DATASET RECORDS -

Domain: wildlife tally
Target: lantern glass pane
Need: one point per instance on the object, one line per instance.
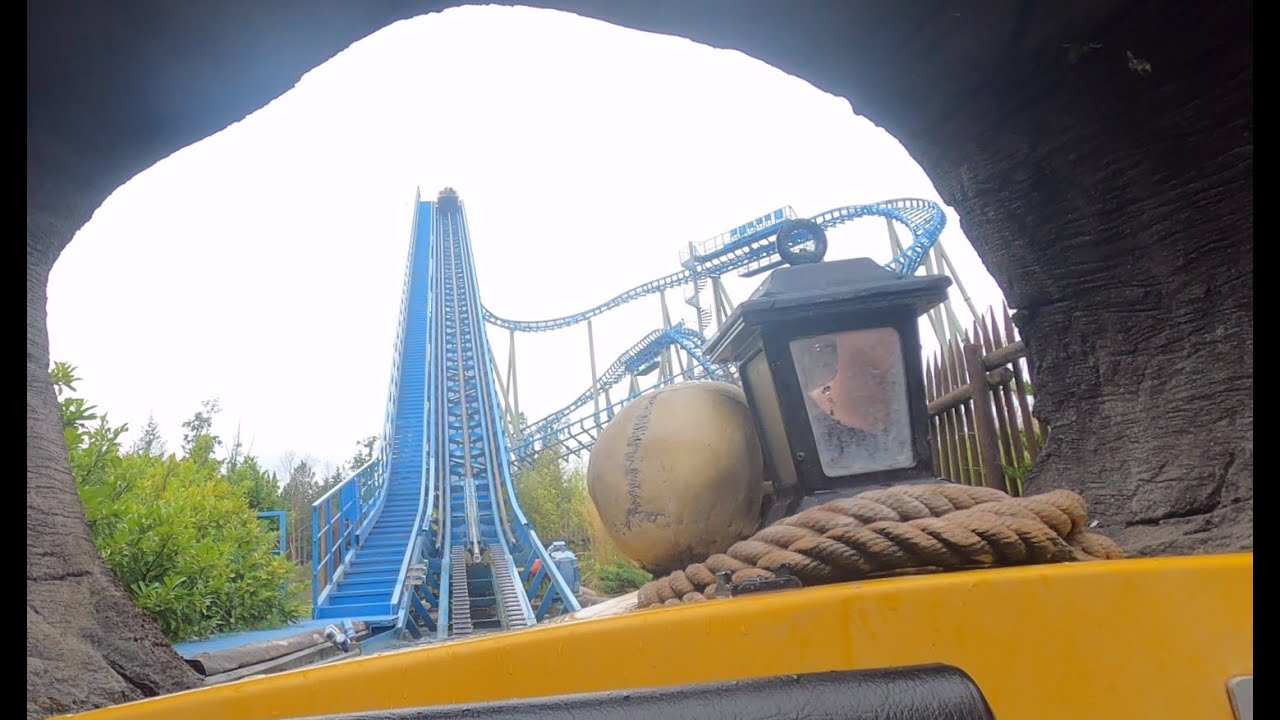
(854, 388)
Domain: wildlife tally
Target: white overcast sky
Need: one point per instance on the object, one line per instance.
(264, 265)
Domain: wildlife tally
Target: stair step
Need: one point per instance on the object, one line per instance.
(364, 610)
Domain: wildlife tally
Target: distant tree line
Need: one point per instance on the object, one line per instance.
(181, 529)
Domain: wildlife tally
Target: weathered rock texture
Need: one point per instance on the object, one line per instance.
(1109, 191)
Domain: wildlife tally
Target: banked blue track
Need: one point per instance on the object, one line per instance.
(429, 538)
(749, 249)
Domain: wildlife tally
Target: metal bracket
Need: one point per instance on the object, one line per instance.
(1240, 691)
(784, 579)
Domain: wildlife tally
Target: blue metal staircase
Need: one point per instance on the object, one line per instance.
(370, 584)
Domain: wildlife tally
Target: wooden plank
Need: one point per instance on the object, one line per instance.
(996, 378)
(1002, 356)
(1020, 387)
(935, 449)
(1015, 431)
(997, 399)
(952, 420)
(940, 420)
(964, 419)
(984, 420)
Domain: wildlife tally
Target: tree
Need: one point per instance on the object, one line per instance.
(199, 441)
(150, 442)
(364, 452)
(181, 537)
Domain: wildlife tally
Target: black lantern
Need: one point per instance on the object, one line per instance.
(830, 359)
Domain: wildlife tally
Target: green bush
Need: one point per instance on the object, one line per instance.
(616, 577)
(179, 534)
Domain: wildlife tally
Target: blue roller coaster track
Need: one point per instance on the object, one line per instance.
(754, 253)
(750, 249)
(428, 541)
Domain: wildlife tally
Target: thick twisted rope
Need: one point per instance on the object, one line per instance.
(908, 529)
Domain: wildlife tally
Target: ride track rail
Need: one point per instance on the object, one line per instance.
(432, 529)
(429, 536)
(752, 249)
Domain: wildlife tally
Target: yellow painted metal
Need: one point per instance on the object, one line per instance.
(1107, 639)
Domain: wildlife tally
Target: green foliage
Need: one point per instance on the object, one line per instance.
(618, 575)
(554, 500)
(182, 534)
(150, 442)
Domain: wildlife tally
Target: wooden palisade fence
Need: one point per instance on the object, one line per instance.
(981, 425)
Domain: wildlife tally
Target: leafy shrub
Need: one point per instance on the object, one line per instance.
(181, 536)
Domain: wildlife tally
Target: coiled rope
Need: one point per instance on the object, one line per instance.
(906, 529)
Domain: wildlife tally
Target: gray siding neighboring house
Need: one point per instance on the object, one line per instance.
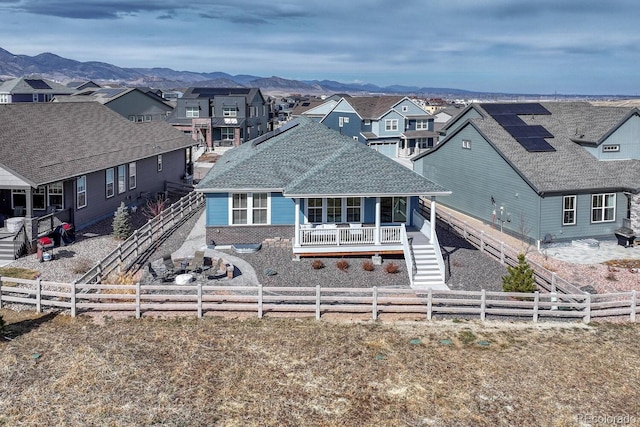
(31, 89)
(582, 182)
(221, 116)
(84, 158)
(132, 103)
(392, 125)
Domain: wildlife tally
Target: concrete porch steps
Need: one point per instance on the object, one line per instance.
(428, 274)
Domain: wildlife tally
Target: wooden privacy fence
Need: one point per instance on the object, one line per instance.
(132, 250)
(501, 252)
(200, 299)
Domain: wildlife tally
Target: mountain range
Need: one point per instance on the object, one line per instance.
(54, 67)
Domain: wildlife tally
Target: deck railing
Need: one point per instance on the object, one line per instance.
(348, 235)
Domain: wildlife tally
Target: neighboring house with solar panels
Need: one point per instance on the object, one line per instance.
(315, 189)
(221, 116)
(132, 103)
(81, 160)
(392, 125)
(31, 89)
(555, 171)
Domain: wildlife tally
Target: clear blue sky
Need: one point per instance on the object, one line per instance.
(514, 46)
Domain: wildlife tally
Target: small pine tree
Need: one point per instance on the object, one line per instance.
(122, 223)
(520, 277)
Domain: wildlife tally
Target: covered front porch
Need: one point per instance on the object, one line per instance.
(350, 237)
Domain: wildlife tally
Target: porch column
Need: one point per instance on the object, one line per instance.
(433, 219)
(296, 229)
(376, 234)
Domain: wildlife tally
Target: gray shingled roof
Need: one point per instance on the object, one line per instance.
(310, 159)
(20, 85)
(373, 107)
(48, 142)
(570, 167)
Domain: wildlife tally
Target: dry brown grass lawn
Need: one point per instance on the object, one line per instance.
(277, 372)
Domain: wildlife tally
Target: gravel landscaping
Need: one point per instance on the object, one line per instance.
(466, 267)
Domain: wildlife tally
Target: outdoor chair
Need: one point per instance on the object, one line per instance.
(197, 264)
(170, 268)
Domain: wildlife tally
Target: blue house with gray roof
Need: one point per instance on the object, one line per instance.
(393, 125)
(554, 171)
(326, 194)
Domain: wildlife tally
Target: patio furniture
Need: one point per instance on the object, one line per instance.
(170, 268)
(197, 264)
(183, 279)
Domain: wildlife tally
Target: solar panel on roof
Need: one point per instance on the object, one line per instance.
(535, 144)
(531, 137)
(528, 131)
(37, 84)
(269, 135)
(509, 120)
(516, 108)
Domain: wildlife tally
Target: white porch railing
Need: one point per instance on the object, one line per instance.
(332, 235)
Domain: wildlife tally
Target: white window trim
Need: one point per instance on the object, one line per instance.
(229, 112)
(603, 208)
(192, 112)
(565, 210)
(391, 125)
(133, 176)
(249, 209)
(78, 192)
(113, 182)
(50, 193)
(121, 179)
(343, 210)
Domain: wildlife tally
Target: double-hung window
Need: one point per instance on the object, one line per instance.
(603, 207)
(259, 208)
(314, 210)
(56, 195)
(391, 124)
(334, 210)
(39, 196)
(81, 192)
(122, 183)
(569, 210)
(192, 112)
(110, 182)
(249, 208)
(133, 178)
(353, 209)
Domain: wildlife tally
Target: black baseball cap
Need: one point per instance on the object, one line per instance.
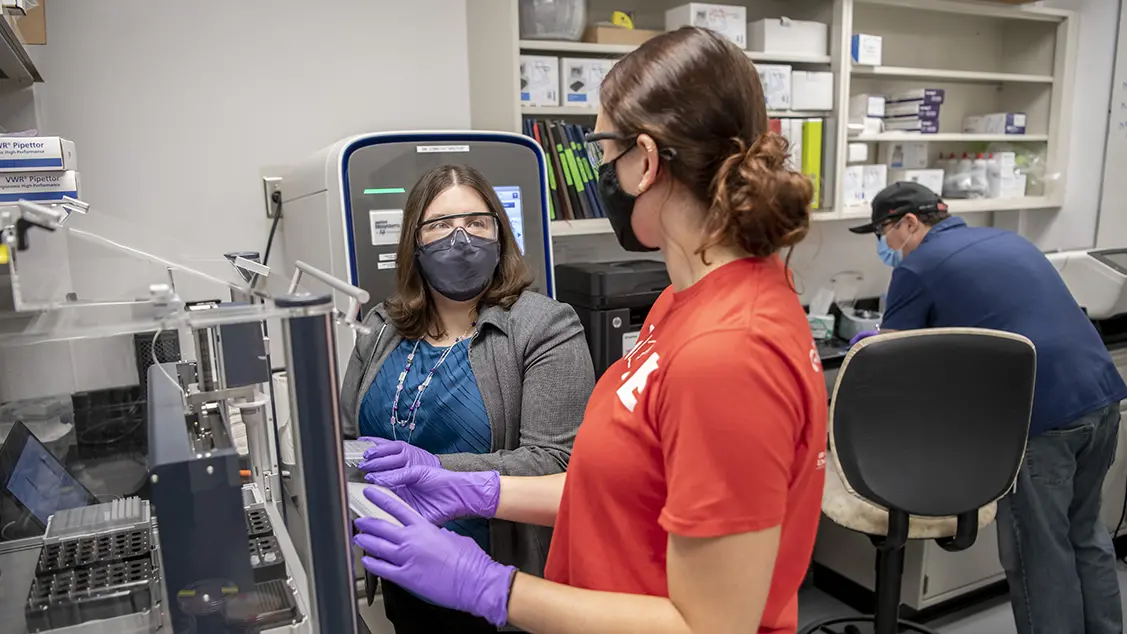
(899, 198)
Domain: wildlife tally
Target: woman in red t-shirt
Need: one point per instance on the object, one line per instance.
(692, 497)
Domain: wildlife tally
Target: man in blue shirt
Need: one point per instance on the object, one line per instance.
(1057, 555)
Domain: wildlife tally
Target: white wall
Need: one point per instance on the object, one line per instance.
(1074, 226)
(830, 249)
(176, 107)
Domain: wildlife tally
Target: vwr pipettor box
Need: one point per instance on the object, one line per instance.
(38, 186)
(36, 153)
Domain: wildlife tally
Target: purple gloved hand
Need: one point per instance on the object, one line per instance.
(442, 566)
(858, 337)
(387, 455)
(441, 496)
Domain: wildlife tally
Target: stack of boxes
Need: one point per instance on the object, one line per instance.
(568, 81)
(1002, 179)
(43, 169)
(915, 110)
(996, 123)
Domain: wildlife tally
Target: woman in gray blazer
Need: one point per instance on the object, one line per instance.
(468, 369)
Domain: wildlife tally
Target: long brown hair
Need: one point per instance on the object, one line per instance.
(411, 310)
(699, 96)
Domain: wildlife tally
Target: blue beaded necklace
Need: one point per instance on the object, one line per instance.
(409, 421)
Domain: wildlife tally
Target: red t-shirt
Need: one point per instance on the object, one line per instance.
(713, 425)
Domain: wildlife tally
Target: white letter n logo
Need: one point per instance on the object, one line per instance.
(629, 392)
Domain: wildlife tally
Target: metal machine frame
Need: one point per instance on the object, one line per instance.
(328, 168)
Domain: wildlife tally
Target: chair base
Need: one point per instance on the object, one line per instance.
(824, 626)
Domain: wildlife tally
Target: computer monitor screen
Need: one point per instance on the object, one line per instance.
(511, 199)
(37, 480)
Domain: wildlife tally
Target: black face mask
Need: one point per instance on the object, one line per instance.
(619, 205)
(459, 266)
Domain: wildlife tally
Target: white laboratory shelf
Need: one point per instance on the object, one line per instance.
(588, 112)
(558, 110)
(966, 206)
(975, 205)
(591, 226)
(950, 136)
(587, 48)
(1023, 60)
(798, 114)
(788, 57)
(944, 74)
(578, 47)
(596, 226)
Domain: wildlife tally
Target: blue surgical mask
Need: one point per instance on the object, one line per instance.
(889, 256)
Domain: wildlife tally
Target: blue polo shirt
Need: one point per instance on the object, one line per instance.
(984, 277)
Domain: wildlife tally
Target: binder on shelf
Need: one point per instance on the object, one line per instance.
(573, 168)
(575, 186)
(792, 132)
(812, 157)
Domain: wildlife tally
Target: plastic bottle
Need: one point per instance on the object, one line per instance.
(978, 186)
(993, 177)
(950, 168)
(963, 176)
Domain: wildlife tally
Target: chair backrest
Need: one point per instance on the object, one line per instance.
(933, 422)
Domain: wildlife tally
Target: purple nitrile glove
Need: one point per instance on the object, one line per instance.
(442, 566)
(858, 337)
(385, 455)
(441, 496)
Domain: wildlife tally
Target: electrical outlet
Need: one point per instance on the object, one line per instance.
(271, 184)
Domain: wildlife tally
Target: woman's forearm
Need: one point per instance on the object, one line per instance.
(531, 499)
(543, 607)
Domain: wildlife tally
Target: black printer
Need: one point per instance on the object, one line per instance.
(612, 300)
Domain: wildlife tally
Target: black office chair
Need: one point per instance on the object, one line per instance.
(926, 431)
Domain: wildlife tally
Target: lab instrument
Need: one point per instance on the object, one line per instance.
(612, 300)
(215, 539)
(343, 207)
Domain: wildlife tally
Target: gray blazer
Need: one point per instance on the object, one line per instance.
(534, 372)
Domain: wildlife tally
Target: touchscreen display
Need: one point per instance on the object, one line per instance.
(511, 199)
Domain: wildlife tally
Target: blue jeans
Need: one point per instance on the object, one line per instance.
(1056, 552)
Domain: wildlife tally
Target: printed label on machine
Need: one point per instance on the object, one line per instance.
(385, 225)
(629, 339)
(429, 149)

DO THIS -
Pick out every line in the entries above that contains the word "neighboring".

ANSWER TO THIS EXERCISE -
Target: gray siding neighboring house
Target: neighboring house with solar panels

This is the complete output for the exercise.